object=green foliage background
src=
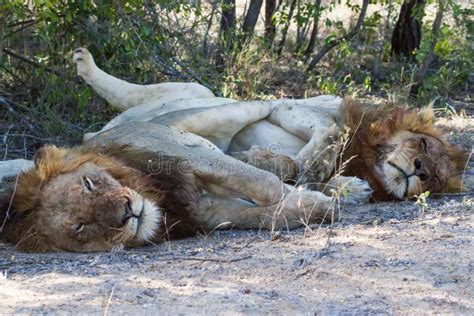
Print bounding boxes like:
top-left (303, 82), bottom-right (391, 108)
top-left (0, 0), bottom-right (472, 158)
---*---
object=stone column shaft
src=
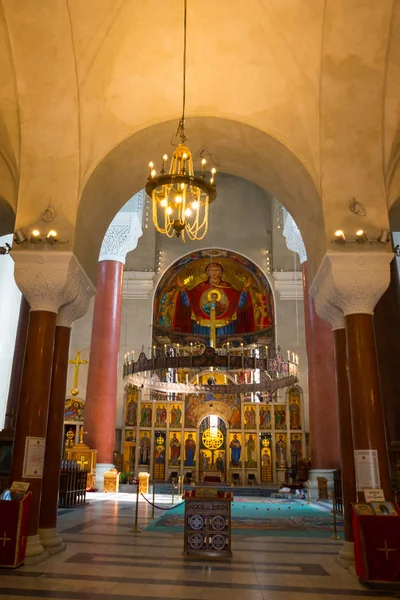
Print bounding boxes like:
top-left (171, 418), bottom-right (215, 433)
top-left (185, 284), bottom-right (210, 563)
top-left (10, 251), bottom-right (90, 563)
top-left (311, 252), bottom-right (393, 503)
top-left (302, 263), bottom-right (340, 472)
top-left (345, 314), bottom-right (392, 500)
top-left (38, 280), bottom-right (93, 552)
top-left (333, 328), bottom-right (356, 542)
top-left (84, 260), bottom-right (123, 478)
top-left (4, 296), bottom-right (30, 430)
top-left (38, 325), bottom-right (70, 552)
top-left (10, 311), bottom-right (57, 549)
---*---
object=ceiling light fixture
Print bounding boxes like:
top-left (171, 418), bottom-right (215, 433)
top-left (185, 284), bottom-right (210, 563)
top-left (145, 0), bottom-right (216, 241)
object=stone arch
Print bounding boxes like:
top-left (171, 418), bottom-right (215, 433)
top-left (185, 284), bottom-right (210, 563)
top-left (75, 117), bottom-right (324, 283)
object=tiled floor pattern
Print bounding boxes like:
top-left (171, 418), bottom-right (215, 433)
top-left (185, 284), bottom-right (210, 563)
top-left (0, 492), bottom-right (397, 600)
---*---
• _PROBLEM DESCRIPTION_: If a line of the entries contains "object", it counts; give the total of such lines and nothing more.

• _EXERCISE OUTPUT_: 5